▶ _What is asked_
Please update the data below by changing every "dot" to "point", keeping all other text the same.

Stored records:

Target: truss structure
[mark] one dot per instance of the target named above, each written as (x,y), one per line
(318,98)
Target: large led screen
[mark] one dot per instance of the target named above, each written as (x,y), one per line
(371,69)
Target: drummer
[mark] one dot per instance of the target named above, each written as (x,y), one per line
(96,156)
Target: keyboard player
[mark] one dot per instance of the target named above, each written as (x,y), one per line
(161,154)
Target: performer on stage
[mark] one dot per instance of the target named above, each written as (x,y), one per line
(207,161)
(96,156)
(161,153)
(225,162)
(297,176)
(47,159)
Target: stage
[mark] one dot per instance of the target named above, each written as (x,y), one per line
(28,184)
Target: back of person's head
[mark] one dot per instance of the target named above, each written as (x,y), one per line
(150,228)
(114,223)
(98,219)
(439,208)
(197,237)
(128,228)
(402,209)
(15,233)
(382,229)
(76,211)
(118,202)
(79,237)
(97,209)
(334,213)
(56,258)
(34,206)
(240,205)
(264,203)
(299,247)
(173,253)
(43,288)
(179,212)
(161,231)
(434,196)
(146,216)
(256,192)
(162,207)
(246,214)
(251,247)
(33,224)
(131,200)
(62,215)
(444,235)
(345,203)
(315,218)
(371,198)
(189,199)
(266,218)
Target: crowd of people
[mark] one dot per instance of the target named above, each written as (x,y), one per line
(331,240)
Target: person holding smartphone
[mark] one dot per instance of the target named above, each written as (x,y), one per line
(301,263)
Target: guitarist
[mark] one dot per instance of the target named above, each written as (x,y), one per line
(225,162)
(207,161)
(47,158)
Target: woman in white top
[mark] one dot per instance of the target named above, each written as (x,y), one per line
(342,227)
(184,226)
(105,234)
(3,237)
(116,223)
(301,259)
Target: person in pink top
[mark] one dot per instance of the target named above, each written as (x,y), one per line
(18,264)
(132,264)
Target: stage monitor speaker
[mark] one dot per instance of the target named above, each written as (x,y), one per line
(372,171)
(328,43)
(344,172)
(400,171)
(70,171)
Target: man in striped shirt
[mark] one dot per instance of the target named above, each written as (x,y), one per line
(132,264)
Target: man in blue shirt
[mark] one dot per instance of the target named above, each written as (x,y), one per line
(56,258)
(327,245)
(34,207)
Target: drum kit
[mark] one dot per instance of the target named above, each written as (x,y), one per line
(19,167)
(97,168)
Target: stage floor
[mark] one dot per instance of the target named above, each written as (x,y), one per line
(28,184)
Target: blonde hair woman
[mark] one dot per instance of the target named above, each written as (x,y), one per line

▶ _Correct output_
Target: truss structure
[mark] one point per instance of the target named above, each written as (x,y), one per line
(318,98)
Target: large led screen
[mark] one point per instance of the target named above, each written as (x,y), one per line
(371,69)
Target: drummer
[mark] one point per instance of the target named above, each written as (x,y), one per line
(96,156)
Target: keyboard player
[mark] one point per instance of the target named above, each written as (x,y), one per line
(161,154)
Target: performer on stage
[mark] one point per instance of the target named above, each written as (x,y), one per line
(207,161)
(96,156)
(161,153)
(225,162)
(297,176)
(47,159)
Target: stage
[mark] one point per instance of the target named above, each written as (x,y), one per line
(28,184)
Target: back of person's head
[mark] one point per instance of the target named above, each written as (x,y), one per line
(150,228)
(114,223)
(98,219)
(439,208)
(197,237)
(128,228)
(402,209)
(15,233)
(382,229)
(76,211)
(118,202)
(79,237)
(97,209)
(334,213)
(56,258)
(34,206)
(240,205)
(264,203)
(299,247)
(173,253)
(43,288)
(179,212)
(161,231)
(434,196)
(146,216)
(256,192)
(162,207)
(246,214)
(251,247)
(33,224)
(131,200)
(62,215)
(444,235)
(345,203)
(315,218)
(371,198)
(189,199)
(266,218)
Target: crowd of people
[mark] one point per instance of the target named above, each written as (x,y), one per line
(331,240)
Target: person holding smartphone
[mark] one point per instance of the target named above, each written as (x,y), one per line
(301,263)
Target: guitarist
[mark] one point per instance of the target named above, each written as (x,y), one per line
(225,162)
(207,161)
(47,158)
Target: woman in white top
[mark] one point per instance of the target named above, each written as (x,y), one per line
(342,227)
(184,226)
(105,234)
(3,237)
(116,223)
(301,259)
Target: person in pink top
[mark] one point per instance of the target named above, each written as (x,y), one per line
(18,264)
(132,264)
Target: stage monitor speaker
[mark] one point per instance of the target named above, each written as (x,y), one per line
(372,171)
(328,43)
(344,172)
(400,171)
(70,171)
Target: man in striped shirt
[mark] one point per instance of the target named above, each written as (x,y), one per line
(132,264)
Target: man in blue shirt
[mark] one point per instance of the target named above, each written as (x,y), one per line
(56,258)
(327,245)
(34,207)
Target: drum kit
[mark] one point per instance of the target named above, each written as (x,y), one per line
(19,167)
(97,168)
Target: stage floor
[mark] one point per instance of the target named above, each written as (x,y), one per line
(28,184)
Target: blonde hair woman
[mark] one point per instance of the target named above, each written as (x,y), one per line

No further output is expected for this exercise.